### Tasks to perform
a) In the passage on New England asters, what year was the species introduced to Europe?
b) From the passage on New England asters, copy the part that starts at the words "Aster novae-angliae is" and ends after the words "stunning autumn display.".

### Text under study
Aster novae-angliae is native from Quebec to Saskatchewan, South Carolina, Alabama, Kansas and Colorado. The species was introduced to Europe as far back as 1710 but never stimulated as much breeding interest among gardeners as A. novi-belgii. From 70 known cultivars only around 50 are still available to growers compared to around 300 A. novi-belgii cultivars of the 1000 bred since the 19th century. In the garden they add beautiful autumn colour to formal borders and are also perfectly suited to the more informal prairie style planting. Combined with grasses and other autumn flowering perennials, particularly perennial sunflowers and rudbeckias such as Rudbeckia nitida, they make a stunning autumn display.

 

Cultivation

 

These cultivars need to be planted in an open and reasonably sunny position to achieve peak flowering. They are naturally found in a wide range of sunny locations throughout their North American range. Sun is essential for the flowerheads to open fully, with many of the older cultivars rays closing up during wet and cloudy periods. However, most of the modern cultivars have rays that remain open to face all elements. The soil should be moisture retentive in the summer and can range from slightly acidic to quite alkaline. Light soils despite being less water retentive will grow excellent Michaelmas daisies but to ensure sufficient moisture is maintained over their shallow root systems a mulch is recommended. New England Asters are resistant to mildew; but, under stress conditions, such as long drought, lower leaves can be affected. A single spray with a mildew specific fungicide will usually clear this up.

### Supplied information
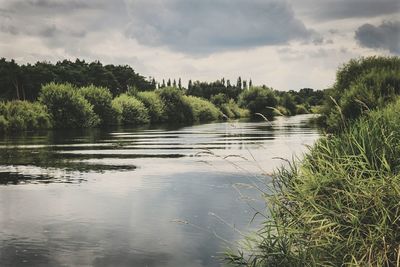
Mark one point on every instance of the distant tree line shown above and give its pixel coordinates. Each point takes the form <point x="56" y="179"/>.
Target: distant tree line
<point x="78" y="94"/>
<point x="23" y="82"/>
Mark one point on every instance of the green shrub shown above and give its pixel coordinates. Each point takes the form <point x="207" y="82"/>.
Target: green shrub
<point x="301" y="109"/>
<point x="362" y="85"/>
<point x="154" y="105"/>
<point x="130" y="110"/>
<point x="23" y="115"/>
<point x="288" y="103"/>
<point x="219" y="99"/>
<point x="202" y="109"/>
<point x="177" y="110"/>
<point x="339" y="206"/>
<point x="258" y="100"/>
<point x="3" y="124"/>
<point x="67" y="107"/>
<point x="100" y="98"/>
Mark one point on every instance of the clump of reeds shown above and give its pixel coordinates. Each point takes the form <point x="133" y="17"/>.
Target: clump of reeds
<point x="339" y="206"/>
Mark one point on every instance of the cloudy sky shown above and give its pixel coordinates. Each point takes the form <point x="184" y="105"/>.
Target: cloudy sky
<point x="285" y="44"/>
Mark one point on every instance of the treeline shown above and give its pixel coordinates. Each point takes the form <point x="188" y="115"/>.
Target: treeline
<point x="361" y="85"/>
<point x="67" y="106"/>
<point x="339" y="206"/>
<point x="79" y="94"/>
<point x="23" y="82"/>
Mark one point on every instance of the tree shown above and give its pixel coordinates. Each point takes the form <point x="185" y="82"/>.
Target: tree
<point x="239" y="83"/>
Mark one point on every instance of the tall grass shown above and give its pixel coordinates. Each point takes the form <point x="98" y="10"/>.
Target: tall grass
<point x="67" y="107"/>
<point x="23" y="115"/>
<point x="202" y="109"/>
<point x="154" y="105"/>
<point x="101" y="100"/>
<point x="339" y="206"/>
<point x="130" y="111"/>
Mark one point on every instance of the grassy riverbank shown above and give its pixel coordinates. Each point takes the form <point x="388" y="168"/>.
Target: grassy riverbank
<point x="339" y="205"/>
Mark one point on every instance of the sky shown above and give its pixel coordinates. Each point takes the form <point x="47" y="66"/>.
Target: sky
<point x="284" y="44"/>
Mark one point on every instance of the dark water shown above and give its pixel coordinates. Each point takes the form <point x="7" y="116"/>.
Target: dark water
<point x="137" y="197"/>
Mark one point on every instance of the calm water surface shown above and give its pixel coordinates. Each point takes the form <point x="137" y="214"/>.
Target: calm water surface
<point x="138" y="197"/>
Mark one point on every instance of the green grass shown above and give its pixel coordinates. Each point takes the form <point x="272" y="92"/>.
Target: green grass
<point x="23" y="115"/>
<point x="339" y="206"/>
<point x="130" y="111"/>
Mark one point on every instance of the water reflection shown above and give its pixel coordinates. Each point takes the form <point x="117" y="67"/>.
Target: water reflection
<point x="136" y="197"/>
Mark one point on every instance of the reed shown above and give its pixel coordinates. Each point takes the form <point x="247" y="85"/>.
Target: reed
<point x="339" y="206"/>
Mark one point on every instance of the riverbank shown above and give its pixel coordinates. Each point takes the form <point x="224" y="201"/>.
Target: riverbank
<point x="339" y="205"/>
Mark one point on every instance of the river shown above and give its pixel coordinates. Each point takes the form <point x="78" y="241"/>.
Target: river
<point x="158" y="196"/>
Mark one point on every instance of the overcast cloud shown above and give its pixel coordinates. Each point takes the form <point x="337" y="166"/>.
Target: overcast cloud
<point x="266" y="40"/>
<point x="209" y="26"/>
<point x="385" y="36"/>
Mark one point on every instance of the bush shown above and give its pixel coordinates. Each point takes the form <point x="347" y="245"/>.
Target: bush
<point x="130" y="110"/>
<point x="23" y="115"/>
<point x="202" y="109"/>
<point x="177" y="109"/>
<point x="219" y="99"/>
<point x="258" y="100"/>
<point x="361" y="85"/>
<point x="301" y="109"/>
<point x="154" y="105"/>
<point x="340" y="205"/>
<point x="67" y="107"/>
<point x="101" y="100"/>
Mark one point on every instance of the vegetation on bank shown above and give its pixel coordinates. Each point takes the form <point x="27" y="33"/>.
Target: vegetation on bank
<point x="362" y="85"/>
<point x="80" y="94"/>
<point x="339" y="205"/>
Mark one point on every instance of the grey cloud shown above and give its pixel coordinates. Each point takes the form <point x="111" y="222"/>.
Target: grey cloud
<point x="342" y="9"/>
<point x="61" y="23"/>
<point x="207" y="26"/>
<point x="385" y="36"/>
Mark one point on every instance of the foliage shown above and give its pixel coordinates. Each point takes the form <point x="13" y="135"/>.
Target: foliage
<point x="340" y="205"/>
<point x="202" y="109"/>
<point x="177" y="109"/>
<point x="23" y="115"/>
<point x="25" y="81"/>
<point x="288" y="103"/>
<point x="259" y="100"/>
<point x="130" y="110"/>
<point x="208" y="90"/>
<point x="67" y="107"/>
<point x="228" y="107"/>
<point x="362" y="85"/>
<point x="101" y="100"/>
<point x="154" y="105"/>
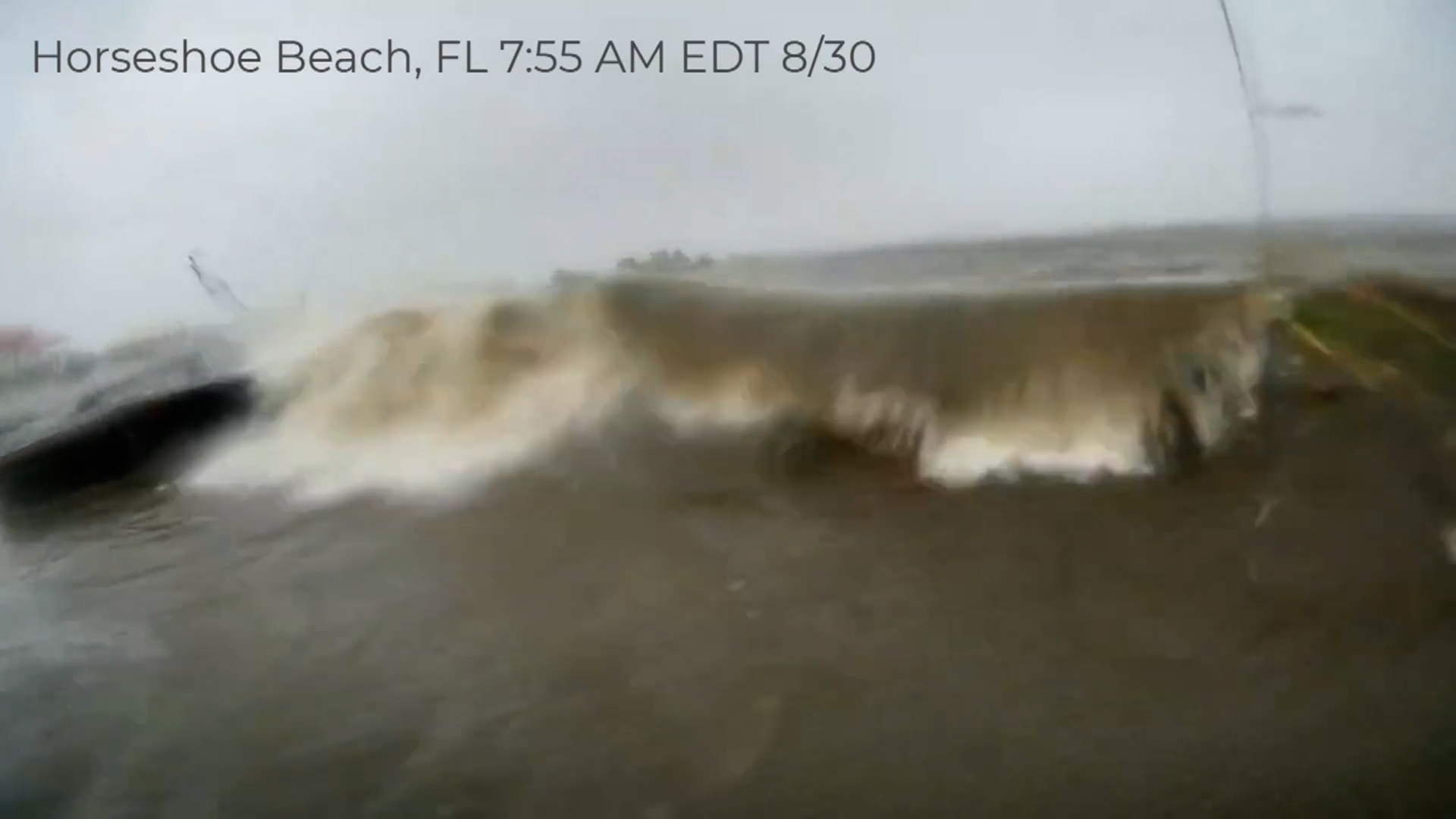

### Exercise answers
a) 1710

b)
Aster novae-angliae is native from Quebec to Saskatchewan, South Carolina, Alabama, Kansas and Colorado. The species was introduced to Europe as far back as 1710 but never stimulated as much breeding interest among gardeners as A. novi-belgii. From 70 known cultivars only around 50 are still available to growers compared to around 300 A. novi-belgii cultivars of the 1000 bred since the 19th century. In the garden they add beautiful autumn colour to formal borders and are also perfectly suited to the more informal prairie style planting. Combined with grasses and other autumn flowering perennials, particularly perennial sunflowers and rudbeckias such as Rudbeckia nitida, they make a stunning autumn display.